**Given instruction 1**
According to the article on Anna Wintour and the planned restaurant, what is the new Jamaican restaurant to be called?
**Given instruction 2**
Print the stretch of the article from "But Ms Wintour, 60, who" through "that they didn't.", word for word.

** START OF Reading passage **

You don't have to be invited to know that Anna Wintour's Manhattan townhouse, which backs on to an exclusive garden oasis in the heart of Greenwich Village, must be swish. Try to drop by next Wednesday and you will find Barack Obama among her guests at a $30,000-a-plate fundraising reception.
But Ms Wintour, 60, who has famously terrorised the fashion world since taking over American Vogue 22 years ago, is suddenly in fear for the value and sanctity of her address. The wraps are about to come off a new Jamaican restaurant nearby. She would very much prefer that they didn't.
Campaigns by neighbours to snuff out new bars and eateries at birth or, more often, to kill them when they are already noisily open, erupt in New York all the time. But only when they involve the likes of Ms Wintour, with her perennial pageboy hair cut and icy glare, do they give sport to the headline writers.
Last month, Ms Wintour strode into a meeting of her neighbourhood's community board to denounce the new joint, to be called Miss Lily's, the second floor of which would look over her precious gardens. "I am completely concerned," she intoned. "This is a unique historic neighbourhood."
In the other corner is Serge Becker. No small fry himself, at least in the Manhattan nightlife industry, and the principal backer of the proposed new restaurant, he is not exactly quivering. "Anna is the protector of community?" he fired back this week. "It's just the funniest thing I've ever heard."

** END OF Reading passage **
** START OF Data rows **

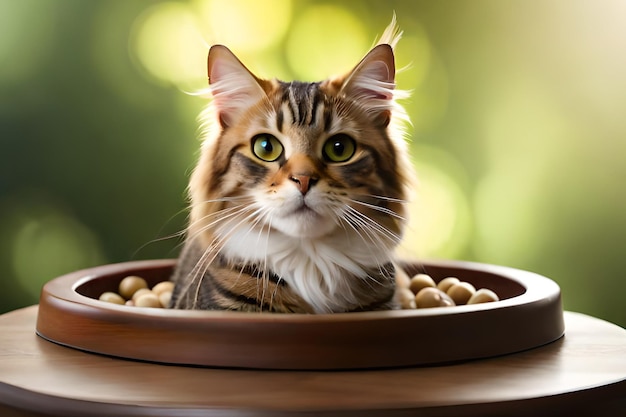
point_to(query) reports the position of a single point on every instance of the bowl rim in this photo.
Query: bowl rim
(301, 341)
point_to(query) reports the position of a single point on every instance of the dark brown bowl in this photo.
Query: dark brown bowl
(528, 315)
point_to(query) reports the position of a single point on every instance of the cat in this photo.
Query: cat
(299, 197)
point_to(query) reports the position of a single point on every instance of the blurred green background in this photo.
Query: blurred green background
(518, 134)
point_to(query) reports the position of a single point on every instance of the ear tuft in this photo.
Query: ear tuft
(234, 88)
(372, 81)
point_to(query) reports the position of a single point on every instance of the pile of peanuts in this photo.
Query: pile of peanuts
(134, 291)
(421, 291)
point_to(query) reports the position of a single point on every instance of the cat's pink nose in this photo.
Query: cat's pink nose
(303, 182)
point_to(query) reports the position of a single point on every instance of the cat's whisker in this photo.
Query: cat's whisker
(368, 221)
(384, 210)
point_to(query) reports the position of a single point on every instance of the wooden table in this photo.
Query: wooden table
(584, 373)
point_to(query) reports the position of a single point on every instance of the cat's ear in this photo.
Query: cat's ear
(234, 88)
(372, 82)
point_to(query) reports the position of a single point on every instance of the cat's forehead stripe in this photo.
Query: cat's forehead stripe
(303, 100)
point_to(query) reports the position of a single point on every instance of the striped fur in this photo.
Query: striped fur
(300, 233)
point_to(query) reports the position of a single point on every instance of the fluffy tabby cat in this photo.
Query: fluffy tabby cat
(298, 199)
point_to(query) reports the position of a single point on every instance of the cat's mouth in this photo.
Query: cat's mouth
(305, 210)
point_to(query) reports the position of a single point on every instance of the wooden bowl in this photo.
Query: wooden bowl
(528, 315)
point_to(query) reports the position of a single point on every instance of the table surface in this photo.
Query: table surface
(587, 367)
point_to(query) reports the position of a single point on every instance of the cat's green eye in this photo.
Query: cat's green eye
(267, 147)
(339, 148)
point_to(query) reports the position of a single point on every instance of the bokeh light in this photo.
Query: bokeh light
(440, 220)
(245, 26)
(326, 40)
(170, 47)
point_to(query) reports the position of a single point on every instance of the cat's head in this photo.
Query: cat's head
(303, 159)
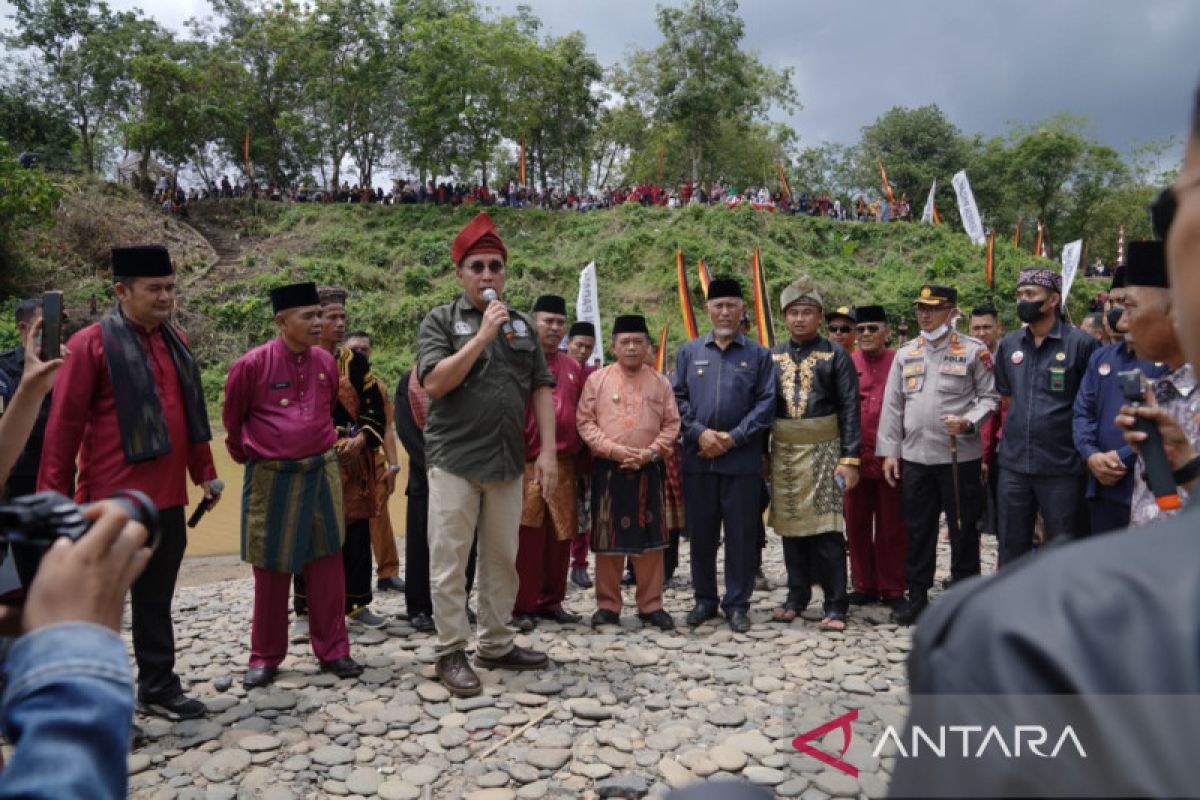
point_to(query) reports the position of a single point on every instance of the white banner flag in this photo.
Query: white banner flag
(1069, 266)
(587, 307)
(967, 209)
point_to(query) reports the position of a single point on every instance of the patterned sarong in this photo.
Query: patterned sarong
(676, 517)
(803, 458)
(627, 509)
(563, 509)
(292, 512)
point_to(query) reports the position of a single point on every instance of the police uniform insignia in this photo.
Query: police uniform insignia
(985, 359)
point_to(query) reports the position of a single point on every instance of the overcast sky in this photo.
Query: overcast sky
(1129, 65)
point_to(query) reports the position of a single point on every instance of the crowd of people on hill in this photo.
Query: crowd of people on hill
(173, 198)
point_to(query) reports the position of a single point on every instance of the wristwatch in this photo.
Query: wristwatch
(1188, 473)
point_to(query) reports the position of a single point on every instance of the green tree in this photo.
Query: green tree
(27, 199)
(84, 52)
(916, 145)
(702, 83)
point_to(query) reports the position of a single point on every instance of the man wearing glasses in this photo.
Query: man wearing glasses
(840, 323)
(480, 364)
(940, 391)
(874, 525)
(1110, 462)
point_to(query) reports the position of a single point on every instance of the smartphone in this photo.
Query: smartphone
(52, 325)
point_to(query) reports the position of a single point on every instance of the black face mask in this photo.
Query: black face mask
(1030, 311)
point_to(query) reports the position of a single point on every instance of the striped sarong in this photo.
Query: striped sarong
(292, 512)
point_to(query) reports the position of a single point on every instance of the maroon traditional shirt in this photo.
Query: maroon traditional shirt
(280, 404)
(83, 422)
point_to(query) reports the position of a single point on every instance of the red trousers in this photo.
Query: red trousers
(327, 606)
(580, 549)
(648, 571)
(543, 563)
(877, 539)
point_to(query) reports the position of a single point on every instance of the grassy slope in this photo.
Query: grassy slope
(395, 260)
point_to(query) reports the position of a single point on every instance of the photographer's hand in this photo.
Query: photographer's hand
(87, 581)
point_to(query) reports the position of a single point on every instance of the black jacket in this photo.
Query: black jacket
(825, 383)
(412, 438)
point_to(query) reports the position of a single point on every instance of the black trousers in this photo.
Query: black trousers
(154, 632)
(671, 557)
(821, 559)
(357, 566)
(1059, 498)
(927, 491)
(1108, 515)
(712, 499)
(417, 558)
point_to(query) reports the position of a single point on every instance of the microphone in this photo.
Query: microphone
(216, 487)
(491, 296)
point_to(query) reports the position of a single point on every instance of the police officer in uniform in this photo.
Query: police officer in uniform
(939, 392)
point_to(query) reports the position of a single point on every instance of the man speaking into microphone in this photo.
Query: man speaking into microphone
(481, 365)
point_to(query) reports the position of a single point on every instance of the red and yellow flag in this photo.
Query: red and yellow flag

** END OF Data rows **

**Exercise solution 1**
Miss Lily's

**Exercise solution 2**
But Ms Wintour, 60, who has famously terrorised the fashion world since taking over American Vogue 22 years ago, is suddenly in fear for the value and sanctity of her address. The wraps are about to come off a new Jamaican restaurant nearby. She would very much prefer that they didn't.